Task goal: Output the listing below as a two-column CSV with the headers "request" and "outline", one row per entry: the entry's text in the first column and its answer in the second, each in a single quoted field with line breaks replaced by spaces. Leave the pictures out.

# START OF Rows

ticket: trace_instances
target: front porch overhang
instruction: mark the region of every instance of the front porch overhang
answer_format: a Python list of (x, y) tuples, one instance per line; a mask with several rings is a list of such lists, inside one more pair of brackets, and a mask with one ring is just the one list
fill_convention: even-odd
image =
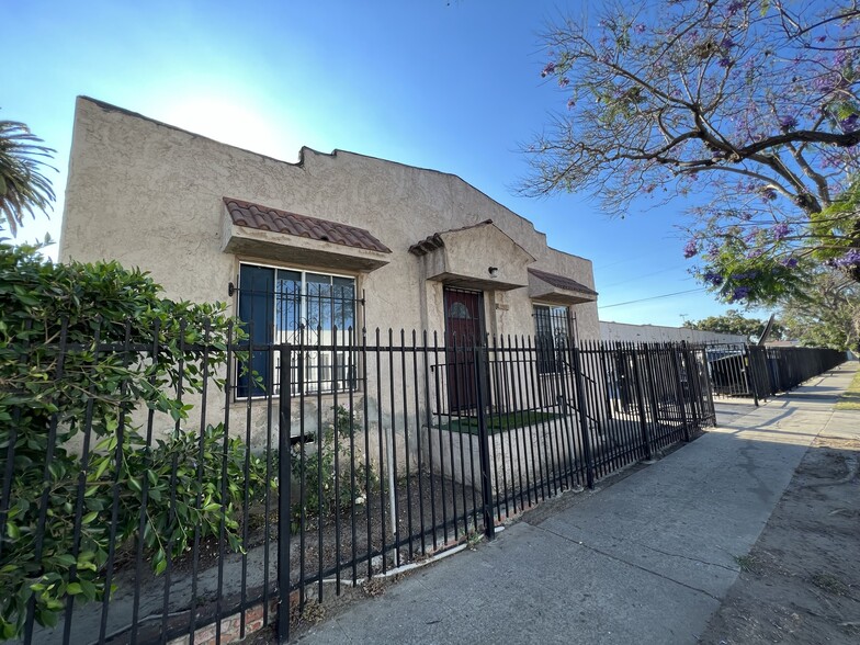
[(511, 291), (529, 285), (527, 268), (534, 257), (487, 219), (435, 233), (409, 252), (423, 263), (425, 278), (478, 291)]

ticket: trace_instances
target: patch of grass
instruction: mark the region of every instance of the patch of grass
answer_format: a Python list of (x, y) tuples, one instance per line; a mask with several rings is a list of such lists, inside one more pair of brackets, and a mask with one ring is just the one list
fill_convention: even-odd
[(857, 371), (848, 389), (836, 404), (837, 410), (860, 410), (860, 370)]
[[(490, 414), (486, 417), (487, 432), (495, 434), (505, 430), (513, 430), (514, 428), (525, 428), (536, 423), (545, 423), (557, 419), (561, 415), (554, 412), (540, 412), (538, 410), (523, 410), (518, 412), (506, 414)], [(448, 423), (442, 423), (443, 430), (451, 430), (452, 432), (467, 432), (469, 434), (478, 433), (478, 419), (477, 417), (450, 417)]]

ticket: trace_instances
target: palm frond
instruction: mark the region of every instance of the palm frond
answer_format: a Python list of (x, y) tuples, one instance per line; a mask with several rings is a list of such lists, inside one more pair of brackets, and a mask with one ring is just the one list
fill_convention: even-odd
[(56, 200), (45, 169), (54, 158), (53, 148), (16, 121), (0, 121), (0, 218), (9, 224), (12, 235), (23, 223), (24, 215), (35, 218), (36, 211), (47, 213)]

# END OF Rows

Written response:
request,outline
"ticket: trace_instances target: front porch overhang instruction: mark the region of every instance of the front porch overhang answer_format: a Python list of (x, y) tuples, one instance per line; a mask with several rings is a list of such lists, inside one more pair of brackets, and a mask with one ring is just the one list fill_convention: even-odd image =","[(511, 291), (529, 285), (527, 268), (534, 257), (487, 219), (435, 233), (409, 252), (423, 263), (425, 278), (478, 291)]"
"ticket: trace_instances target: patch of grass instruction: mark the region of every instance of the patch of grass answer_format: a Python list of (x, y) tuples, one instance per line; a mask with several rings is a list of such lists, inside one more pair of brackets, and a mask with one ring is just the one list fill_convention: even-odd","[(857, 371), (848, 389), (836, 404), (837, 410), (860, 410), (860, 370)] [[(490, 414), (486, 417), (487, 432), (495, 434), (505, 430), (513, 430), (514, 428), (525, 428), (536, 423), (545, 423), (557, 419), (561, 415), (554, 412), (540, 412), (538, 410), (523, 410), (518, 412), (506, 414)], [(448, 423), (442, 423), (443, 430), (451, 430), (452, 432), (467, 432), (469, 434), (478, 433), (478, 419), (477, 417), (450, 417)]]"
"ticket: trace_instances target: palm frond instruction: mark the region of every instance of the palm frond answer_format: a Python list of (x, y) tuples, one instance per line; a mask with several rings is a list of such lists, inside one more pair of brackets, and a mask with one ring is just the one list fill_convention: even-odd","[(56, 200), (45, 169), (54, 158), (53, 148), (16, 121), (0, 121), (0, 218), (9, 224), (12, 235), (23, 223), (24, 215), (35, 218), (36, 211), (47, 213)]"